THE TASK »
Practice item. Set the material below down again exactly, with no pictures.

LISTED RECORDS »
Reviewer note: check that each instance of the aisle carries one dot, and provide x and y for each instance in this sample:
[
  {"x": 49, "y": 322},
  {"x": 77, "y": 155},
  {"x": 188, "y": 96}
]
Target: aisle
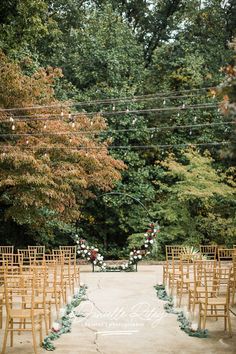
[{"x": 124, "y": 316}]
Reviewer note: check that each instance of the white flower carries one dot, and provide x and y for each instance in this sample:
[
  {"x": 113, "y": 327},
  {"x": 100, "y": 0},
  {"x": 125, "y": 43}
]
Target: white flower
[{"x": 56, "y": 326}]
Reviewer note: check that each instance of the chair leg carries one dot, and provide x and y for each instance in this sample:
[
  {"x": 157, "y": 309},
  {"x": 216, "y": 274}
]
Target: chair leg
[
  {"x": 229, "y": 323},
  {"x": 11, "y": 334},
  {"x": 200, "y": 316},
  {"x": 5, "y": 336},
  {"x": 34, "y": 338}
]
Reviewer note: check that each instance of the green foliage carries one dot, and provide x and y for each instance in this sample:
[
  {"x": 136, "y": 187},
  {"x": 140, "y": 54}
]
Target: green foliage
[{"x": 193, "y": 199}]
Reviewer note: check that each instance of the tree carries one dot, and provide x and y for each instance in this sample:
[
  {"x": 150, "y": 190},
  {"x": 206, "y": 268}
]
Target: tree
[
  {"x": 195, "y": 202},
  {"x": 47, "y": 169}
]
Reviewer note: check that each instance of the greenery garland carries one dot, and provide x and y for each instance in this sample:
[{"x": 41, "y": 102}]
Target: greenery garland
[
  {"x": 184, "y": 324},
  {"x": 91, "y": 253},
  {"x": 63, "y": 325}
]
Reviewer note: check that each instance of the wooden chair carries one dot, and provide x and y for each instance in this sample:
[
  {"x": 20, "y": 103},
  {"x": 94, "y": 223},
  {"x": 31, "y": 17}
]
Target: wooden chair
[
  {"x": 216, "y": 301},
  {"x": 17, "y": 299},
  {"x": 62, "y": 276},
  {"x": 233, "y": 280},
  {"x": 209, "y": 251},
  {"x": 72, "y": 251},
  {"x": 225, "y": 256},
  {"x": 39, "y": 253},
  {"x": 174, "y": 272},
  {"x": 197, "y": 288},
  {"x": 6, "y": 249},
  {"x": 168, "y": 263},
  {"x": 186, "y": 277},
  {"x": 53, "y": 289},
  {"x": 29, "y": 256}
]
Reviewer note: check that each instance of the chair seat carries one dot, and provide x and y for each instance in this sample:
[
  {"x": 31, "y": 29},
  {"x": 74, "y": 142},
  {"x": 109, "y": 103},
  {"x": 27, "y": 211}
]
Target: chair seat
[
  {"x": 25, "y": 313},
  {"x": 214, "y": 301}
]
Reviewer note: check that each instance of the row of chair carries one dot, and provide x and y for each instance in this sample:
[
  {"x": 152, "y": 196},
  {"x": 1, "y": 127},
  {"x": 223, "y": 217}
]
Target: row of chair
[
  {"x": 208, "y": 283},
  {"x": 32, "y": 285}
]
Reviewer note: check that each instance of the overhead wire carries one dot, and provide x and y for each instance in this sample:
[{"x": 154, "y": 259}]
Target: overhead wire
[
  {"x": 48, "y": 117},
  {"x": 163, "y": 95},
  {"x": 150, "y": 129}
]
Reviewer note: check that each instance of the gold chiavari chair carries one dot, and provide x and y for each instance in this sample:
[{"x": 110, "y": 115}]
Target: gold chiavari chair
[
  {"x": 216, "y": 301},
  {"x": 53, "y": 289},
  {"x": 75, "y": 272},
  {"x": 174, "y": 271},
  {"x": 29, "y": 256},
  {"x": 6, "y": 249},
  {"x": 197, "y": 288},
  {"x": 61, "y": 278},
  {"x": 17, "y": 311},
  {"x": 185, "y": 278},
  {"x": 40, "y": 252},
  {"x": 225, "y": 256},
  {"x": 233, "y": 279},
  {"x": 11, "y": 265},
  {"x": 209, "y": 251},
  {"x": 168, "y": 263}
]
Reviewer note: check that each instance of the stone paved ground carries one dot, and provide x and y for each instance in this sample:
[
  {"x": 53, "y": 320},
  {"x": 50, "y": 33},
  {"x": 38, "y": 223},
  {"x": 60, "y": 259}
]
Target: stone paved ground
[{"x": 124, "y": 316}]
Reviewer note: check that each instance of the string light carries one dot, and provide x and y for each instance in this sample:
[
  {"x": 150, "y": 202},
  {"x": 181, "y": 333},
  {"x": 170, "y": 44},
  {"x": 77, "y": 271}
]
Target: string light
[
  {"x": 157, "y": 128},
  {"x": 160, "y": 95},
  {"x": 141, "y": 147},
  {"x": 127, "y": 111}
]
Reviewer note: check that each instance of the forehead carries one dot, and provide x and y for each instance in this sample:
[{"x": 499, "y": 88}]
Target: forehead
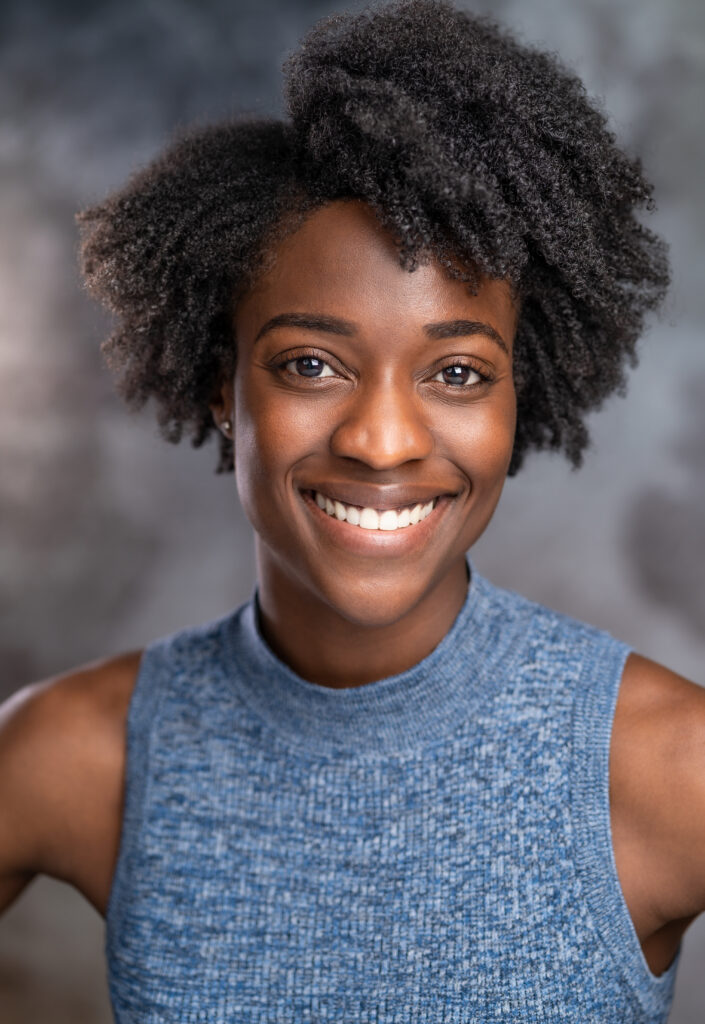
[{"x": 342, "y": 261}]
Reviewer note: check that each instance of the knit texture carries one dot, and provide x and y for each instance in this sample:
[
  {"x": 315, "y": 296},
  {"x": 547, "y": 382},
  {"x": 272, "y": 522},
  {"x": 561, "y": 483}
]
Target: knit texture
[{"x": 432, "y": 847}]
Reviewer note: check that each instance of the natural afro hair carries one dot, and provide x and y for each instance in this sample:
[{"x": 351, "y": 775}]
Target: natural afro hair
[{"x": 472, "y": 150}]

RESULT »
Reviewer note: check that each instance of the aisle carries one dot, and provide x and y for each instance in this sample:
[
  {"x": 49, "y": 322},
  {"x": 77, "y": 155},
  {"x": 188, "y": 96}
]
Target: aisle
[{"x": 124, "y": 316}]
Reviewer note: check that each instance of the white flower carries one dot, and provide x and y for each instance in this sample:
[
  {"x": 113, "y": 327},
  {"x": 100, "y": 0},
  {"x": 125, "y": 43}
]
Target: white flower
[{"x": 56, "y": 326}]
Reviewer note: check that each instance of the chair leg carries one dot, and provide x and y for each instance in this sample:
[
  {"x": 157, "y": 309},
  {"x": 216, "y": 274}
]
Target: chair leg
[
  {"x": 229, "y": 323},
  {"x": 11, "y": 334},
  {"x": 200, "y": 316},
  {"x": 5, "y": 336},
  {"x": 34, "y": 338}
]
Reviewer note: check that each instance of the green foliage carries one dot, and provide x and y for each instance in this sample:
[
  {"x": 136, "y": 187},
  {"x": 140, "y": 54}
]
Target: green foliage
[{"x": 193, "y": 199}]
Reviewer note: check that each instance of the tree carries one dot, and provide x and y for each instance in this sample:
[
  {"x": 150, "y": 190},
  {"x": 206, "y": 268}
]
Target: tree
[
  {"x": 195, "y": 202},
  {"x": 47, "y": 169}
]
Reviewer note: check that each instance of the greenery garland carries one dot, and provide x and y for each instance in this sample:
[{"x": 41, "y": 102}]
Target: greenery garland
[
  {"x": 184, "y": 324},
  {"x": 91, "y": 253},
  {"x": 63, "y": 325}
]
Reviewer note: check that each instance of the wooden chair carries one dot, and provide x and y for each instance in this sample:
[
  {"x": 20, "y": 103},
  {"x": 94, "y": 223},
  {"x": 31, "y": 17}
]
Target: wooden chair
[
  {"x": 216, "y": 301},
  {"x": 17, "y": 299},
  {"x": 62, "y": 276},
  {"x": 233, "y": 280},
  {"x": 209, "y": 251},
  {"x": 72, "y": 251},
  {"x": 225, "y": 256},
  {"x": 39, "y": 253},
  {"x": 174, "y": 272},
  {"x": 197, "y": 288},
  {"x": 6, "y": 249},
  {"x": 168, "y": 263},
  {"x": 186, "y": 277},
  {"x": 53, "y": 289},
  {"x": 29, "y": 256}
]
Reviewer note: check that each instance of the chair seat carries one dot, and provide x and y for each instance in this sample:
[
  {"x": 31, "y": 29},
  {"x": 74, "y": 142},
  {"x": 109, "y": 103},
  {"x": 27, "y": 211}
]
Target: chair seat
[
  {"x": 25, "y": 313},
  {"x": 214, "y": 301}
]
Reviewer note: check that each instance of the row of chair carries one dot, and provide x and y for each instance in this sample:
[
  {"x": 152, "y": 196},
  {"x": 1, "y": 127},
  {"x": 223, "y": 217}
]
Target: row of chair
[
  {"x": 208, "y": 283},
  {"x": 32, "y": 285}
]
Reviewer note: check that each instance of the overhead wire carries one dot, and provide x and y for each instance in this sample:
[{"x": 154, "y": 259}]
Target: overhead wire
[
  {"x": 48, "y": 117},
  {"x": 163, "y": 95},
  {"x": 150, "y": 129}
]
Reviewer note: check that each instance of the gold chiavari chair carries one dot, and provide x and y for each instance in this sample:
[{"x": 110, "y": 115}]
Target: gold chiavari chair
[
  {"x": 216, "y": 301},
  {"x": 53, "y": 289},
  {"x": 75, "y": 272},
  {"x": 174, "y": 271},
  {"x": 29, "y": 256},
  {"x": 6, "y": 249},
  {"x": 197, "y": 288},
  {"x": 61, "y": 278},
  {"x": 17, "y": 311},
  {"x": 185, "y": 278},
  {"x": 40, "y": 252},
  {"x": 225, "y": 256},
  {"x": 233, "y": 279},
  {"x": 11, "y": 265},
  {"x": 209, "y": 251},
  {"x": 168, "y": 263}
]
Reviewer note: check that each instance of the stone paved ground carries one dot, and provide x and y for each instance in this sample:
[
  {"x": 53, "y": 320},
  {"x": 50, "y": 33},
  {"x": 38, "y": 223},
  {"x": 60, "y": 259}
]
Target: stone paved ground
[{"x": 124, "y": 316}]
Reviewer note: check that each instance of the string light carries one dot, and provide x and y for each instance in this sample:
[
  {"x": 150, "y": 202},
  {"x": 181, "y": 333},
  {"x": 170, "y": 44},
  {"x": 77, "y": 271}
]
Target: string light
[
  {"x": 157, "y": 128},
  {"x": 160, "y": 95},
  {"x": 141, "y": 147},
  {"x": 127, "y": 111}
]
Reviewer note: check that each instance of the forehead carries one dot, and provide x and y for each instance in this sample:
[{"x": 499, "y": 88}]
Target: forehead
[{"x": 342, "y": 261}]
Reviewer note: check that each instance of the knit texture carries one dot, and provide x and y for each instance in this sample:
[
  {"x": 315, "y": 296},
  {"x": 547, "y": 382},
  {"x": 272, "y": 522},
  {"x": 561, "y": 483}
]
Target: knit texture
[{"x": 432, "y": 847}]
Reviewer note: check that each instance of the natural afro hair carries one dot, and provide x and y for each instance in this sample:
[{"x": 351, "y": 775}]
Target: natural afro hair
[{"x": 472, "y": 150}]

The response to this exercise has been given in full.